[WORK INSTRUCTIONS]
Give back only the lines in the records below from the one with "of the plaster" to the one with "of the pavilion", both inclusive, word for word.

----

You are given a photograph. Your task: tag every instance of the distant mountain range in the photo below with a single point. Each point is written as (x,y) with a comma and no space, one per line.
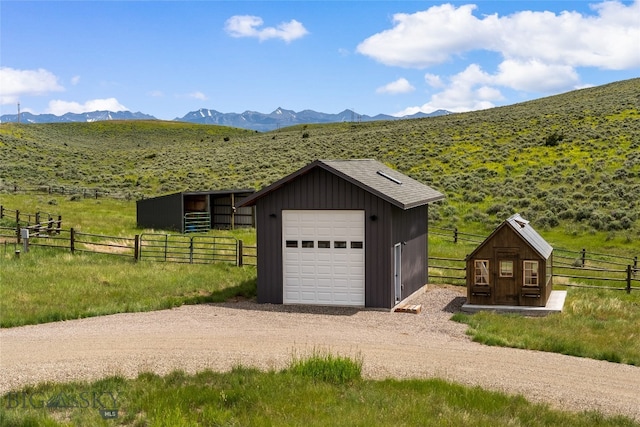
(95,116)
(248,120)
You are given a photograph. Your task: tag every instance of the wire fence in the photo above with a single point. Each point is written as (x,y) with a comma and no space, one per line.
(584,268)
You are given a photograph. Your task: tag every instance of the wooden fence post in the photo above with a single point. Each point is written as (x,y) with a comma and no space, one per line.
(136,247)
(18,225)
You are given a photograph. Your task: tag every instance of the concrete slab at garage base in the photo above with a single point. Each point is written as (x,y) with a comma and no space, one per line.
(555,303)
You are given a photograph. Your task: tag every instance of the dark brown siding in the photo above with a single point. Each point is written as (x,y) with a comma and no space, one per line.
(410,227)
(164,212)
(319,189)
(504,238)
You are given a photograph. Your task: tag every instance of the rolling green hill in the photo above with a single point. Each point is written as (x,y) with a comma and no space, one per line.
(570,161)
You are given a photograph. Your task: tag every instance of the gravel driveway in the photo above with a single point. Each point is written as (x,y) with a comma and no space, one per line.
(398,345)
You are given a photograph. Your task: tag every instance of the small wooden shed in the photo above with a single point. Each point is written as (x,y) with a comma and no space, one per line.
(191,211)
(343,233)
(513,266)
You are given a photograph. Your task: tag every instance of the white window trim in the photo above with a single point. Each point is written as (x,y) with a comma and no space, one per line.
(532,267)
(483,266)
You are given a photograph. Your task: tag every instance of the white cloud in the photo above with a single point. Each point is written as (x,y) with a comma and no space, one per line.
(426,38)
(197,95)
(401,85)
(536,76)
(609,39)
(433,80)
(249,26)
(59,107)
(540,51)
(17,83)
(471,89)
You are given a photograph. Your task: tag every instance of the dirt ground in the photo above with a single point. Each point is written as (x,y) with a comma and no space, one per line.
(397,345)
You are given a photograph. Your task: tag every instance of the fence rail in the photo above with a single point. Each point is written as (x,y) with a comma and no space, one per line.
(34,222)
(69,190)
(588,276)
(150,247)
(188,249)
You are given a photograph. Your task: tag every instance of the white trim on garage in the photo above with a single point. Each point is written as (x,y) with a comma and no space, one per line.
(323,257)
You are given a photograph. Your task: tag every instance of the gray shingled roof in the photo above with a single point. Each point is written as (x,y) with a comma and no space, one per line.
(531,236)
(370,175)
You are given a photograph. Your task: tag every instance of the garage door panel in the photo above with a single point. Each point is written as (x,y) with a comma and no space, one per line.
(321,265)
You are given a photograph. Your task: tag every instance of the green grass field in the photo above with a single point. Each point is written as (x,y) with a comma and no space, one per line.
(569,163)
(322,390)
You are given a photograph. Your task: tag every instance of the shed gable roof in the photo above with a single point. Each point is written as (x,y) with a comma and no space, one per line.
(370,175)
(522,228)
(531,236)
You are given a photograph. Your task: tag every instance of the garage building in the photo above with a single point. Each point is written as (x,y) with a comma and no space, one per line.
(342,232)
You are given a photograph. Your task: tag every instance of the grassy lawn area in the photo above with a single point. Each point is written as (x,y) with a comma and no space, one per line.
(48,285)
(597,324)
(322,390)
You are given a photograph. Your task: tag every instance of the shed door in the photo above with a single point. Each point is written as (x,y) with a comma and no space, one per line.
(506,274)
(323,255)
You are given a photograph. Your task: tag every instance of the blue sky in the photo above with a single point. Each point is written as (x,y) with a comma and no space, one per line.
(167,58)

----

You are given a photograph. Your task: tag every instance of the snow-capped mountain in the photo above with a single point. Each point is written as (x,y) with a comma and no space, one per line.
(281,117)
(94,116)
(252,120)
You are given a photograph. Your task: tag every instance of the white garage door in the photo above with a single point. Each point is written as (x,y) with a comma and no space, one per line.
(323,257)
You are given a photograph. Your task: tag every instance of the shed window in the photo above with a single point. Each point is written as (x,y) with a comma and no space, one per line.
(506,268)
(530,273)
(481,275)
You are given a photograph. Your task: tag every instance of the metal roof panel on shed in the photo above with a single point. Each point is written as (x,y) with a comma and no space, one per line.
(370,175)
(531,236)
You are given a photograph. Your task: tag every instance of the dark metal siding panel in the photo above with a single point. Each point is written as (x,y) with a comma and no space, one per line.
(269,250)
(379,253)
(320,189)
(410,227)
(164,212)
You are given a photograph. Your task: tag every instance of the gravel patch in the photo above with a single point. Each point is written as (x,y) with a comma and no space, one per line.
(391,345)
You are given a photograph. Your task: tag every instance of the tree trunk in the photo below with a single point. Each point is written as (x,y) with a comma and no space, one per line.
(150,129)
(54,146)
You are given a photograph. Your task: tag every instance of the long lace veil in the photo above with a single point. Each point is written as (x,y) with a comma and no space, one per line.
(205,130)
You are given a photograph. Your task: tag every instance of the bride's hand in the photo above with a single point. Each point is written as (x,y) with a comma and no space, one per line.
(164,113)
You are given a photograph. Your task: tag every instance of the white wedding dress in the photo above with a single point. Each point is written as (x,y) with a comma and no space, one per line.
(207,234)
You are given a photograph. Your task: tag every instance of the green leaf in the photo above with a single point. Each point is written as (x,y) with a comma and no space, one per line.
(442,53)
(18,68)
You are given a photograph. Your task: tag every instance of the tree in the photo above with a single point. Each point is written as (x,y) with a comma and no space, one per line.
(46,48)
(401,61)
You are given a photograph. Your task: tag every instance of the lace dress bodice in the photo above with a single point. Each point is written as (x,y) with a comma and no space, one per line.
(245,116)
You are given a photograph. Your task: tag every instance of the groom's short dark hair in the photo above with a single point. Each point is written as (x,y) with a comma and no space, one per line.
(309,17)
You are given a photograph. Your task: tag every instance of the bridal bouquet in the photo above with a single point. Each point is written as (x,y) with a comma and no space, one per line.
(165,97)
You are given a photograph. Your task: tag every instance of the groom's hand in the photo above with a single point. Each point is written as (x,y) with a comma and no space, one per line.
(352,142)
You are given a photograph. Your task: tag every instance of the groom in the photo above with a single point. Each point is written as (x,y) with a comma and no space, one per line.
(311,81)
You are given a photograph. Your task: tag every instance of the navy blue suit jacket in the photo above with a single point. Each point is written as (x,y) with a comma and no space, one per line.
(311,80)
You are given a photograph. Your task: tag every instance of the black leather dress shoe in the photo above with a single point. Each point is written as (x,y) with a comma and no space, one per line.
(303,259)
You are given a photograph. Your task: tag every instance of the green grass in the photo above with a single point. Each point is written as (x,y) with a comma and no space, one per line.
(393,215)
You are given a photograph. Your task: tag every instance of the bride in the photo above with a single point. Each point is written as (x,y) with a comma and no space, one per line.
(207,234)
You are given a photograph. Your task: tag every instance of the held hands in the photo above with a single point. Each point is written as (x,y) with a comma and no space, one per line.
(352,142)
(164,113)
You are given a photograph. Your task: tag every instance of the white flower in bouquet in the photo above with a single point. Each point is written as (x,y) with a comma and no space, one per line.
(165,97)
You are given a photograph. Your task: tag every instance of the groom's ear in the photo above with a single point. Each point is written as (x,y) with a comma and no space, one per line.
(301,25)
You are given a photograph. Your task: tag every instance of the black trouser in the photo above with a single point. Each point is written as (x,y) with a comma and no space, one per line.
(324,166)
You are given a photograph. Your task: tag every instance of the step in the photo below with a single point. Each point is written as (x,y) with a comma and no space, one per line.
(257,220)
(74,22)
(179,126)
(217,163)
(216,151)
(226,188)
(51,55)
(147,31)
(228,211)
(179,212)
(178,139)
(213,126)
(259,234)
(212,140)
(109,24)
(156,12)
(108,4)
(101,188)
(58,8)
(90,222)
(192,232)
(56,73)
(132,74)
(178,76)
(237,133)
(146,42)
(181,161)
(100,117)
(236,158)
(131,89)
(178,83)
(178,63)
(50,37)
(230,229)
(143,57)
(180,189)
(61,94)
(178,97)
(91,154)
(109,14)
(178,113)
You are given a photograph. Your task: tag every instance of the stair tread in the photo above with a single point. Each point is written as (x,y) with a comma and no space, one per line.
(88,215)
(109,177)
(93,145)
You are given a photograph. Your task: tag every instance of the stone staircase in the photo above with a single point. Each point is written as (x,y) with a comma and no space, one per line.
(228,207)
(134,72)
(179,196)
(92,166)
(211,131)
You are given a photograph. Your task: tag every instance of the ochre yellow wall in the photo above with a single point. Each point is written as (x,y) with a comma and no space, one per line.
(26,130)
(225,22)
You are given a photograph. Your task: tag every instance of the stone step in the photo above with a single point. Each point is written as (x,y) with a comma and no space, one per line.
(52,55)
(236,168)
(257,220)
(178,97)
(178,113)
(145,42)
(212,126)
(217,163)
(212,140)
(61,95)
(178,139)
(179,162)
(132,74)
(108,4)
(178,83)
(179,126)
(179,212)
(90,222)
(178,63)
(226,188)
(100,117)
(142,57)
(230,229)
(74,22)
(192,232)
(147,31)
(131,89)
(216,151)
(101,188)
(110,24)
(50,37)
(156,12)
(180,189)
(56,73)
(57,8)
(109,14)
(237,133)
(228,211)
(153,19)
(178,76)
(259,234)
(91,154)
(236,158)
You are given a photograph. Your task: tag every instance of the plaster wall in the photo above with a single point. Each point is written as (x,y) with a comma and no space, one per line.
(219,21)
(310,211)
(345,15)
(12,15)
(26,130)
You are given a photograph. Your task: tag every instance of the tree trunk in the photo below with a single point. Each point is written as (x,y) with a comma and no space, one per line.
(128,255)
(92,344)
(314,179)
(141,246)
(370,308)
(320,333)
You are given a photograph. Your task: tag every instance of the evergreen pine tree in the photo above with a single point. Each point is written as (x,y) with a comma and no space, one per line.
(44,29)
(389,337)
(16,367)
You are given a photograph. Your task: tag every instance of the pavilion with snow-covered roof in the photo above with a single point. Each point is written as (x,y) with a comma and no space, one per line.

----

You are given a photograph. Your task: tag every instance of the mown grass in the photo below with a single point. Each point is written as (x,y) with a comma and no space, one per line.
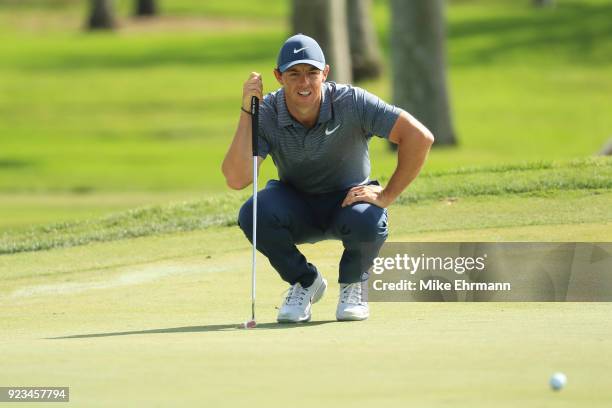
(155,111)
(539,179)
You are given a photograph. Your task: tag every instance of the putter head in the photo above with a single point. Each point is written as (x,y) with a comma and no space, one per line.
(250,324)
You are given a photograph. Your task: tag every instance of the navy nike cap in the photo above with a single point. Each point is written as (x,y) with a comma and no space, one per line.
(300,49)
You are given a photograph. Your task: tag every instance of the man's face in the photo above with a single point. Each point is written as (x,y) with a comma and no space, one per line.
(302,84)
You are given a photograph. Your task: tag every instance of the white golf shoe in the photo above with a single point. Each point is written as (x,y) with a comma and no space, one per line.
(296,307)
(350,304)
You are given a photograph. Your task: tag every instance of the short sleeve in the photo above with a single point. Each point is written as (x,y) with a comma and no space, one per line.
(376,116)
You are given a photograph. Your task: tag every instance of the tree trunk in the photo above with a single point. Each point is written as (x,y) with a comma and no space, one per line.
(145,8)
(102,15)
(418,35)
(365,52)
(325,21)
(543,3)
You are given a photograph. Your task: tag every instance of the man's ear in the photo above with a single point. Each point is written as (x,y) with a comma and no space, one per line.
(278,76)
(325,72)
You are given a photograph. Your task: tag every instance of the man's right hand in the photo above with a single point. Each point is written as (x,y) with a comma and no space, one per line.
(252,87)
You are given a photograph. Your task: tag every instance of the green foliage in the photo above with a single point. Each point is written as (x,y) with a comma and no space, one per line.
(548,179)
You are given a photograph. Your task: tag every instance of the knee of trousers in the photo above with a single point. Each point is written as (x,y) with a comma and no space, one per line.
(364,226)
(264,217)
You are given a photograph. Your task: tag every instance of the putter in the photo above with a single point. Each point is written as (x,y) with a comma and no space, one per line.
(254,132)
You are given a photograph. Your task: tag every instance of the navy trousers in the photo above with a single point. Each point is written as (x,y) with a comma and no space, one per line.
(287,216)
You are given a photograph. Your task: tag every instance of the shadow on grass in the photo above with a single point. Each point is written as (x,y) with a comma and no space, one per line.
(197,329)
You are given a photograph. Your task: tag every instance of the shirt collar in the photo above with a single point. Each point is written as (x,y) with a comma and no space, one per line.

----

[RESPONSE]
You are given a photograph. Your task: tag every instance of the plaster wall in the photo above with a single point. Each point is written as (x,y) with a comma and no space, one per line.
(219,21)
(310,211)
(345,15)
(12,15)
(26,130)
You are given a photograph. Your task: tag every instance of the tree trunk in the photo below with a single point. Each point is written as (x,y) with a comma and no space, one per line.
(128,255)
(92,344)
(314,179)
(141,246)
(370,308)
(320,333)
You are given a photograph. Your task: tag every instance of the evergreen pine tree in the photo above with a single point. Each point is written as (x,y) with a comma and no space, one per line.
(44,29)
(389,337)
(16,367)
You are given a photograph. Your task: tag every instance of the pavilion with snow-covered roof in the photo above with a single point. Each point is written as (x,y) with a comma and no space, one per line.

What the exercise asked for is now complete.